**Exercise brief**
Revise the data below by changing every occurrence of "match analysis" to "game review", leaving all other text as it is.

## start Records shown

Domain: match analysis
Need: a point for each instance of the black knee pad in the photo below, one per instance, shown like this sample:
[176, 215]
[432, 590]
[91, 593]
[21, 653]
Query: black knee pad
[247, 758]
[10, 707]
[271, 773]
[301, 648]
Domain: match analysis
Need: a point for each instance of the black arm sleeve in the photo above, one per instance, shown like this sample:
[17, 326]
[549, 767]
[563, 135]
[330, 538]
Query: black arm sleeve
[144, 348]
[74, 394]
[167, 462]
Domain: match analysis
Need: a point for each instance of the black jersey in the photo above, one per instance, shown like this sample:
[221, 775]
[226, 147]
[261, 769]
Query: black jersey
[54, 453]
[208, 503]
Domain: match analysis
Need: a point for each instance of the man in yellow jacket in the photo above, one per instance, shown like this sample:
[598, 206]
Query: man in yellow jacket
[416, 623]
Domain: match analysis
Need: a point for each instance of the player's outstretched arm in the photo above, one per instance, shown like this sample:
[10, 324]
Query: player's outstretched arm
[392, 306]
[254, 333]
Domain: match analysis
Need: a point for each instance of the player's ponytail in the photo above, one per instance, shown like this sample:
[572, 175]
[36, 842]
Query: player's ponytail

## end Records shown

**Answer below**
Domain: game review
Need: a point for each instance of the black knee pad in the photo below, one per instance, shown like this sample:
[176, 215]
[432, 590]
[91, 593]
[21, 653]
Query: black knee pad
[247, 758]
[10, 707]
[271, 773]
[301, 648]
Domain: game review
Need: a point for each instance of the black arm sleeve in the photo above, one per instance, shown like this sample:
[17, 326]
[549, 767]
[563, 135]
[330, 538]
Query: black arm sleeve
[144, 348]
[74, 394]
[167, 462]
Domain: game review
Need: a point for each instance of the black jersey in the photo above, one per instance, shown like this sample:
[221, 775]
[226, 147]
[261, 769]
Query: black jersey
[54, 453]
[208, 503]
Domain: game review
Need: a point for each instance of the man in yellow jacket in the photo above, one per instance, shown like this sample:
[598, 206]
Query: man in yellow jacket
[416, 623]
Domain: game review
Need: a point for each instance of the player's outstretched arm in the photo above, one per instance, shown like this sample:
[10, 324]
Query: player's outstretched arm
[392, 306]
[254, 333]
Domain: game review
Need: a point for each instance of the player's ponytail in the photo above, one per instance, shown like this sample:
[572, 175]
[36, 842]
Query: player's ponytail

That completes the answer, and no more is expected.